(What needs to be done): Copy all of the material below word for word.
--- START OF Data supplied ---
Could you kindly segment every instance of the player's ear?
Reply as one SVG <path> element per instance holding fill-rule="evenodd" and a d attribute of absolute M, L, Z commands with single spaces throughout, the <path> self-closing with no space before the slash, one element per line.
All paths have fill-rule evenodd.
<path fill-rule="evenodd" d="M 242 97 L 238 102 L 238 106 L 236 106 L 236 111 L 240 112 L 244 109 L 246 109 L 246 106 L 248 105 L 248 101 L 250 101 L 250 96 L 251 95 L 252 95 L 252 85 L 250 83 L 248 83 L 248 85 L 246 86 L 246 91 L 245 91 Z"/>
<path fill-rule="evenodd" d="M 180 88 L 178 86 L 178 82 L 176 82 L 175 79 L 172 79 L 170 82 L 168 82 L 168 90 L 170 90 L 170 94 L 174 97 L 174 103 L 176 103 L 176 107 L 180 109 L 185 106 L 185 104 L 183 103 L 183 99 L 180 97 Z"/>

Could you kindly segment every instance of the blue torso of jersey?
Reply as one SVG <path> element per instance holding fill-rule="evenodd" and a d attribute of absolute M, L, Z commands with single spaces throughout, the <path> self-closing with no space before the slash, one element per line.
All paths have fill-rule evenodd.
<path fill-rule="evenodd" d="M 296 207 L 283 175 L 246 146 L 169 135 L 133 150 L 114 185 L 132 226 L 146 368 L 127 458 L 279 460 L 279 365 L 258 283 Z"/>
--- END OF Data supplied ---
(Expected answer):
Could you kindly segment every instance of the player's ear?
Reply as one SVG <path> element per instance holding fill-rule="evenodd" and a d attribute of absolute M, L, Z commands with single spaces throughout, the <path> self-closing with no space before the slash, one element per line.
All paths have fill-rule evenodd.
<path fill-rule="evenodd" d="M 242 97 L 238 102 L 238 106 L 236 106 L 236 111 L 240 112 L 244 109 L 246 109 L 246 106 L 248 105 L 248 101 L 250 101 L 250 96 L 251 95 L 252 95 L 252 85 L 250 83 L 248 83 L 248 85 L 246 86 L 246 91 L 245 91 Z"/>
<path fill-rule="evenodd" d="M 180 88 L 178 86 L 178 82 L 176 82 L 175 79 L 172 79 L 170 82 L 168 82 L 168 90 L 170 90 L 170 94 L 174 97 L 174 103 L 176 103 L 176 107 L 180 109 L 185 106 L 185 104 L 183 103 L 183 99 L 180 97 Z"/>

Could you kindly segment every instance of the blue torso of jersey?
Reply as one SVG <path> element per instance holding fill-rule="evenodd" and a d attribute of absolute M, L, Z commands with single spaces throughout, the <path> self-closing with no space before the slash, one element per line.
All paths have fill-rule evenodd.
<path fill-rule="evenodd" d="M 296 207 L 283 175 L 246 146 L 169 135 L 133 150 L 114 185 L 132 226 L 146 368 L 127 458 L 279 460 L 279 365 L 258 283 Z"/>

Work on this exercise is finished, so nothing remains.